• _EXERCISE INSTRUCTIONS_: Images are not part of the copy; write out the rest of the data exactly as given.

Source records

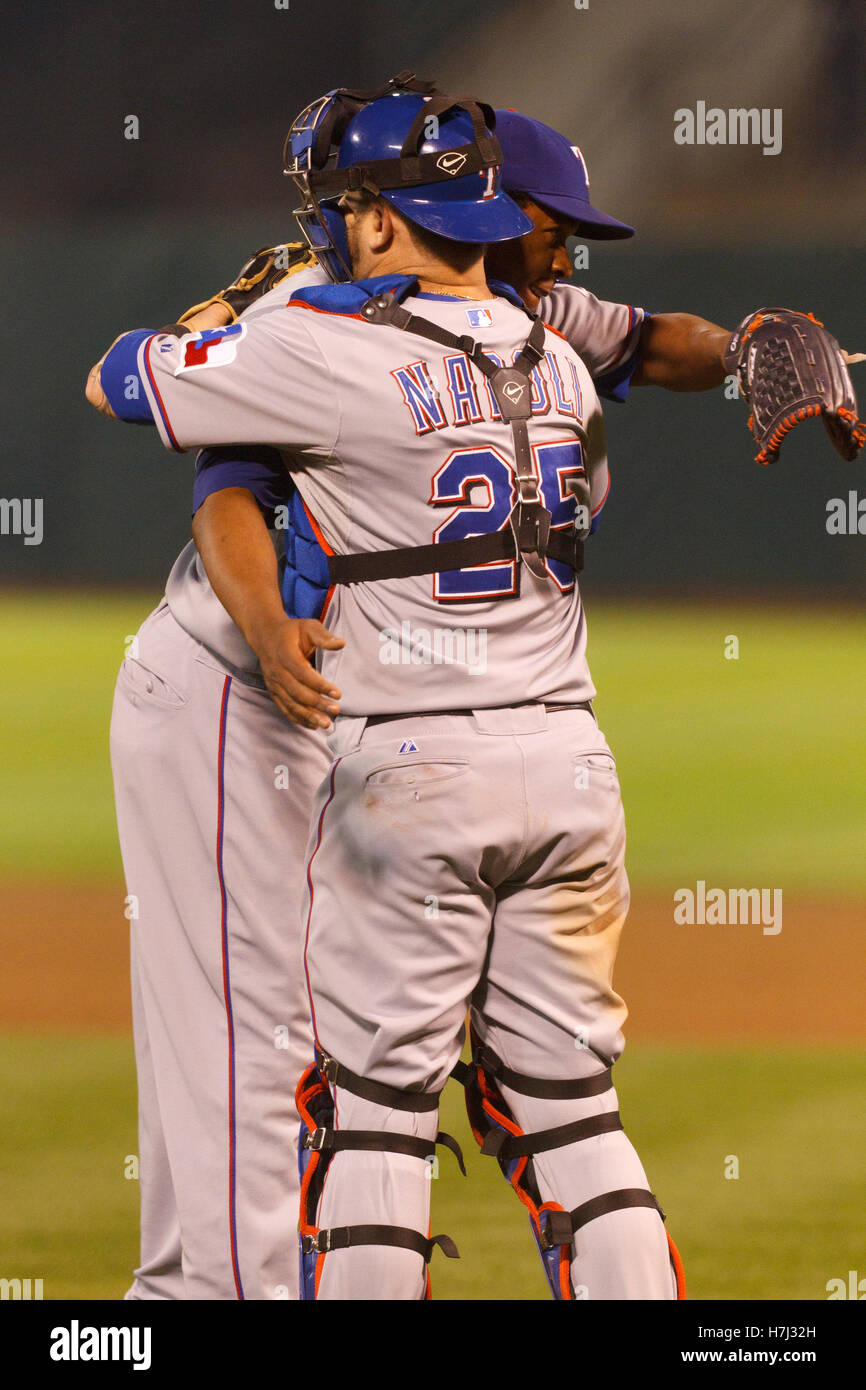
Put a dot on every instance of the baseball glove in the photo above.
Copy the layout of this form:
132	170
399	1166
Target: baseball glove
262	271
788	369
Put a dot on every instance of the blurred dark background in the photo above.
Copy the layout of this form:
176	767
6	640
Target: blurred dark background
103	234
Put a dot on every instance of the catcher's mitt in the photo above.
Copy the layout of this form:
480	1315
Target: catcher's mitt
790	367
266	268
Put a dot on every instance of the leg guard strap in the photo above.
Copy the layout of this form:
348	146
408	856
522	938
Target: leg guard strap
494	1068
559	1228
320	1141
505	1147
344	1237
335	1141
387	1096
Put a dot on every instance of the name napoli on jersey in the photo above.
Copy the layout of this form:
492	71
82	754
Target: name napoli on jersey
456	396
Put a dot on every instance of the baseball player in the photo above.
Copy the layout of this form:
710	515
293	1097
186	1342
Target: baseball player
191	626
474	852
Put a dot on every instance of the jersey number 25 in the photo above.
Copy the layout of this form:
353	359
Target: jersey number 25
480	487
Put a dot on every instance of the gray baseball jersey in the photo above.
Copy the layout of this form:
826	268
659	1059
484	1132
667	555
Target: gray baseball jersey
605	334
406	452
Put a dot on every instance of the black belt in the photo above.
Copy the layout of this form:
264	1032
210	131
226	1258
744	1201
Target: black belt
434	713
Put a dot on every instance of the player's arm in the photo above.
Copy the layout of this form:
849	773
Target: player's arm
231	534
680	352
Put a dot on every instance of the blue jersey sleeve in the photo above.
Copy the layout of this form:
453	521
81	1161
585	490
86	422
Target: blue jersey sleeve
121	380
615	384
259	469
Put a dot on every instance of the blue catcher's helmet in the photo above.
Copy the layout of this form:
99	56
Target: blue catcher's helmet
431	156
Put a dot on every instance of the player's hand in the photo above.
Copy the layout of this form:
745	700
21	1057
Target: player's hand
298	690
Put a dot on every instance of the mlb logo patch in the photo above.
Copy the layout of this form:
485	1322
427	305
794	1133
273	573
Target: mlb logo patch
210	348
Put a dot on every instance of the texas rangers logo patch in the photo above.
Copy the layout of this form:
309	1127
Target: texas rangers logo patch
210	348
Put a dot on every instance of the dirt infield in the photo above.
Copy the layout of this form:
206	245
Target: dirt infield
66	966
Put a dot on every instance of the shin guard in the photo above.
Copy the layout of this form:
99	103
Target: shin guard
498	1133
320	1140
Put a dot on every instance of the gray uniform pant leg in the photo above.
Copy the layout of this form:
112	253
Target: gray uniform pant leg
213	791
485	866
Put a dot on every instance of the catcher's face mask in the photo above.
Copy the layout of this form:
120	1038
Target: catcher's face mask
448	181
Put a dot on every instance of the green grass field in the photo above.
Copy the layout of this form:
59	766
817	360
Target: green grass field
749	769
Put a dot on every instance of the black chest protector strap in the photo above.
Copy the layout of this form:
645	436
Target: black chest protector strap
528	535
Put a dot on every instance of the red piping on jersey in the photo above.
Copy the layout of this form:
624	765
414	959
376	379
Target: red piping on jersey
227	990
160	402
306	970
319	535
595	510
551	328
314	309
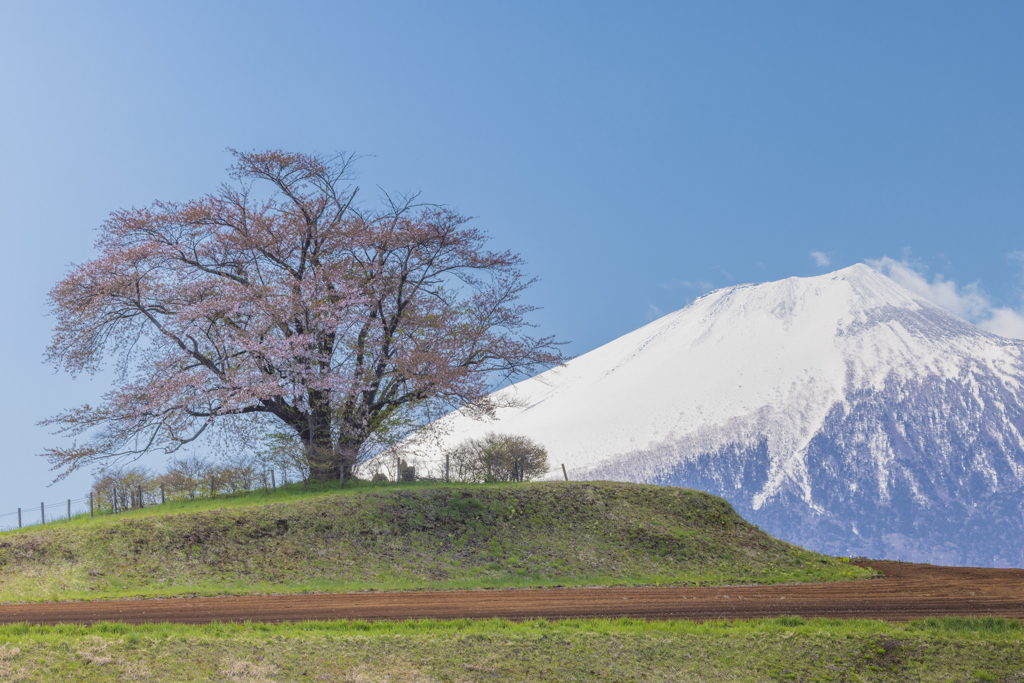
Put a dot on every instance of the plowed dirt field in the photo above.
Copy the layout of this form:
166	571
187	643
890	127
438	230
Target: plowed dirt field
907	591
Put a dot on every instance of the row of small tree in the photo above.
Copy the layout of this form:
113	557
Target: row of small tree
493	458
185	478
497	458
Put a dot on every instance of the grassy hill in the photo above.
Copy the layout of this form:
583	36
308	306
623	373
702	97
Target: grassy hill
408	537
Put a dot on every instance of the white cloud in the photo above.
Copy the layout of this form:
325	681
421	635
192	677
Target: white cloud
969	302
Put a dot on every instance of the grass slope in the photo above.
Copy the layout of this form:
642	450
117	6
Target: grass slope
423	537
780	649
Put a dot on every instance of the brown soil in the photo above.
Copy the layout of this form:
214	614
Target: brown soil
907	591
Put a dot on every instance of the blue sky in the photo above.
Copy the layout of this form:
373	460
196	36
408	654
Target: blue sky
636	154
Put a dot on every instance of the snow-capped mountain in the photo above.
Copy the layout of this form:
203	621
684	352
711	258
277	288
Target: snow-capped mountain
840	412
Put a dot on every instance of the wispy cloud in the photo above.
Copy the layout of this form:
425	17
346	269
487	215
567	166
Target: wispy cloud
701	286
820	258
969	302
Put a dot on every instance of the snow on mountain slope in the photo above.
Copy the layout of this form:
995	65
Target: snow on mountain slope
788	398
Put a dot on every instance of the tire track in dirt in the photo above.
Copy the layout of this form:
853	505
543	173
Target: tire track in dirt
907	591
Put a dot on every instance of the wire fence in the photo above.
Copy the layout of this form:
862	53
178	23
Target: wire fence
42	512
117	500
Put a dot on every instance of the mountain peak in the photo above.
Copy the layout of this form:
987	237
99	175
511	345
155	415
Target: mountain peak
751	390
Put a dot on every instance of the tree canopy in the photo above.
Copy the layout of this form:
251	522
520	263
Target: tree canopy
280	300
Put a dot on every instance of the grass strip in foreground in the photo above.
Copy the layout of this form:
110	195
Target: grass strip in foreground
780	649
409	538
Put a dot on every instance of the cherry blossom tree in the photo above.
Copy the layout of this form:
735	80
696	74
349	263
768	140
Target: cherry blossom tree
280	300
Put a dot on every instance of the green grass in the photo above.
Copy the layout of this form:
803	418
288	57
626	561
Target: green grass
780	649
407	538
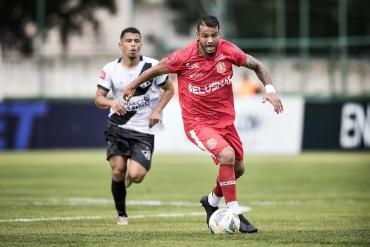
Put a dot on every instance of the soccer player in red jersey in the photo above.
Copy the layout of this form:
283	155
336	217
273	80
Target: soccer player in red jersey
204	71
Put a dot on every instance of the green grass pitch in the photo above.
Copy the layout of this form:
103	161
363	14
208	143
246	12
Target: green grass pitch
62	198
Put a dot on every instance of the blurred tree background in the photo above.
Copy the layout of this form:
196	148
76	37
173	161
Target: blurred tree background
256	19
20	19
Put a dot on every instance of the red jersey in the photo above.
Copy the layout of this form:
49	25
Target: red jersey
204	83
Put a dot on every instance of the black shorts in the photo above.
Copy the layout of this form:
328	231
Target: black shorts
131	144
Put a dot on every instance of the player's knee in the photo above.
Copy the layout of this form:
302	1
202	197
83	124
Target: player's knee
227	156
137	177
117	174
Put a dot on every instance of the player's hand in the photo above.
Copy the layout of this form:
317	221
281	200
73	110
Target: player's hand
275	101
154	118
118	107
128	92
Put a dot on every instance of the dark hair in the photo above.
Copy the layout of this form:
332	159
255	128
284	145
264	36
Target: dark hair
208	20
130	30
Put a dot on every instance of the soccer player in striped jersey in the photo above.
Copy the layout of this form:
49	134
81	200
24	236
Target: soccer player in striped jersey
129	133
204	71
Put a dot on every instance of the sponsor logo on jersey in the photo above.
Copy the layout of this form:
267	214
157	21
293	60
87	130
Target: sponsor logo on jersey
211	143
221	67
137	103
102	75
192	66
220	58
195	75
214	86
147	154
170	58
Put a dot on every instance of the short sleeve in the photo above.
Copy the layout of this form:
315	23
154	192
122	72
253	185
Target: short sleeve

• _COMPLETED TASK_:
Put a dot on every instance of the baseball glove in the photo above.
Copy the layout of this form:
132	170
399	1166
Target: baseball glove
262	271
788	369
Put a dot on every instance of the blurred dark background in the photo above.
Copy the layout of this form:
176	767
6	640
Target: blurred dark background
103	234
Put a dot on every instance of the catcher's mitt in the photo above.
Copy the layout of this form:
480	1315
Target: catcher's mitt
790	367
266	268
Put a dot on every instance of the leg guard strap in the photo above.
Copy the layout of this form:
348	146
408	856
522	938
Target: leg guard strap
494	1068
559	1228
320	1141
505	1147
344	1237
335	1141
387	1096
Put a dot on every instance of the name napoli on jersey in the photo above.
Copy the layout of this form:
492	71
82	754
Target: name napoli on jersey
456	396
Put a dot on every instance of the baseball player in the photo above.
Copy the layout of this form:
710	515
293	1097
186	1342
Target: baseball player
191	626
474	852
Put a dot on every instance of the jersey number 25 in the photo above.
Copy the layout of this form:
353	359
Target: jersey number 25
480	487
Put a dot on every instance of the gray baseball jersey in the photo above.
Copy the layout of this form:
826	268
659	1059
484	1132
667	555
Target: gray baseball jersey
605	334
406	452
Put a dot on every instance of the black belt in the photo above.
Copy the layout of this form:
264	1032
210	131
226	1258
744	1201
Target: black belt
434	713
Put a dot on every instance of the player's arm in the photo above.
Copy the layout of this form:
849	773
Target: player's arm
231	534
680	352
Put a dot on every instance of the blue jersey sleeve in the photo above.
Copy the layout of this form:
453	521
81	1161
585	490
86	422
Target: blue jersey sleeve
121	380
615	384
259	469
Put a dot on every instance of the blue catcher's helmet in the photo above.
Copy the layout of this form:
99	56
Target: blue catcher's helmet
431	156
Put a dot on every instance of the player's hand in the photo above.
Copy the layout of this form:
745	700
21	1057
Target: player's hand
298	690
Put a dot on every instance of the mlb logo patch in the photo above.
Copy the layout of this form:
485	1322
427	305
794	1133
273	573
Target: mlb logo patch
210	348
Put a dot on every instance of the texas rangers logo patch in the photo above.
Copy the layout of this form:
309	1127
Target: texas rangers logo patch
210	348
Put a dot on every instance of the dirt infield in the photo above.
Copy the layout of this form:
206	245
Target: dirt infield
66	966
Put a dot on every instance of the shin guard in the photo above.
Copy the layout of this form:
99	103
Target: shin guard
498	1133
320	1140
Put a dot on every instance of the gray uniform pant leg in the photo above.
Copy the layout of this form:
112	253
Target: gray uniform pant leg
213	791
485	866
Put a dot on every instance of the catcher's face mask in the photo above.
Copy the layout of this form:
120	1038
Target: catcher's face mask
448	181
Put a dot on every instance of the green grass field in the photo above.
Copy the layout of this form:
59	766
817	360
Target: green grass field
749	769
Put a dot on every instance of the black chest protector strap in the photo above.
Copy the layout of this form:
645	436
Target: black chest protector strap
528	535
Put a dot on every instance of the red piping on jersey in the photo above.
Copy the layout of this form:
624	765
414	959
376	379
Target: red piping on jersey
227	990
160	402
306	970
319	535
595	510
551	328
314	309
Put a dot on every instance of the plowed dirt field in the photo above.
Copy the layout of this form:
166	571
187	643
890	127
438	230
Target: plowed dirt field
907	591
Put a dot on every instance of the row of small tree in the photo above.
Copy the layout of this form:
113	557
Target: row of small tree
493	458
185	478
497	458
Put a dot on every instance of the grassy hill in the photo above.
Copy the layout of this form:
583	36
308	306
623	373
702	97
Target: grassy hill
408	537
Put a dot on every instance of the white cloud in the photo above.
Copy the layout of this form:
325	681
421	635
192	677
Target: white cloud
969	302
Put a dot on every instance of the grass slope in the photo above.
Copy the layout of this form:
642	450
117	6
Target: grass slope
423	537
780	649
Put a dot on every instance of the brown soil in the photo above.
Copy the layout of this form:
214	614
Target: brown soil
907	591
Put a dot on every instance of the blue sky in the photo above.
Copy the layout of this form:
373	460
196	36
408	654
Target: blue sky
636	154
Put a dot on every instance of the snow-capped mountain in the photo above.
Copy the layout of this form:
203	621
684	352
711	258
277	288
Target: snow-capped mountain
840	412
Put a dot on every instance of the wispy cloud in the photo above.
Copy the layout of this form:
425	17
346	269
487	215
567	166
Target: wispy cloud
701	286
820	258
969	302
Put a dot on every instance of the snow on mountain slope in the photo above.
Copy the layout of this form:
995	65
Target: snow on mountain slope
788	398
Put a dot on every instance of the tire track in dirt in the photo above.
Copy the layout of this form:
853	505
543	173
Target: tire track in dirt
907	591
Put a dot on every instance of the wire fence in the photo above.
Copy the layout of this form:
862	53
178	23
Target: wire fence
42	512
117	500
Put a dot on every instance of the mountain peak in the photo above.
Copy the layout of this form:
987	237
99	175
511	345
155	415
Target: mountain peak
751	390
Put a dot on every instance of the tree canopy in the photo above.
Copy the layout of this form:
251	522
520	263
Target: tree canopy
280	300
Put a dot on every instance of the grass strip in foreground in the photo above.
Copy the layout of this form:
110	195
Target: grass strip in foreground
780	649
409	538
Put a dot on every instance of the cherry blossom tree in the photo above.
Copy the layout of this form:
735	80
696	74
349	263
768	140
Target: cherry blossom tree
280	300
Put a dot on every instance of the green grass in the photo above.
Copy the layout of this form:
803	418
288	57
626	561
Target: green grass
780	649
407	538
Put a dot on every instance of the soccer player in red jersey in the photo above.
Copy the layout of this form:
283	155
336	217
273	80
Target: soccer player in red jersey
204	71
Put a dot on every instance of the green grass pitch in the photo above.
Copy the layout of this form:
103	161
363	14
208	143
246	12
Target: green grass pitch
62	198
Put a dot on every instance of the blurred tree background in the photo above.
Copy the layout of this form:
196	148
76	37
173	161
Target: blurred tree background
256	19
20	19
Put a dot on every instance of the red jersey in the photo above.
Copy the layout of this form:
49	25
Target: red jersey
204	83
Put a dot on every instance of the black shorts in the photo above.
Copy the layout of this form:
328	231
Target: black shorts
131	144
Put a dot on every instance of the player's knee in the photo above.
Copy the layout of this form:
302	1
202	197
83	124
Target: player's knee
227	156
137	177
117	174
Put a dot on every instance of the player's hand in the photo above.
Copy the layout of this form:
317	221
281	200
73	110
Target: player's hand
275	101
154	118
118	107
128	92
Put a dot on every instance of the dark hair in the photo above.
Copy the layout of this form:
332	159
255	128
284	145
264	36
Target: dark hair
208	20
130	30
Put a dot on every instance of the soccer player in striped jersey in the photo above.
Copy the layout of this form:
49	134
81	200
24	236
Target: soccer player in striped jersey
129	133
204	71
Put a dot on every instance of the sponsor logo on jersey in the photo above.
Copy the layout of this form:
267	214
157	21
293	60
87	130
Target: sponsor logo on jersey
211	143
221	67
137	103
102	75
192	66
220	58
195	75
214	86
147	154
170	58
Put a dot on every instance of the short sleeve in the photo above.
Copy the layout of this form:
315	23
154	192
122	72
253	185
Target: short sleeve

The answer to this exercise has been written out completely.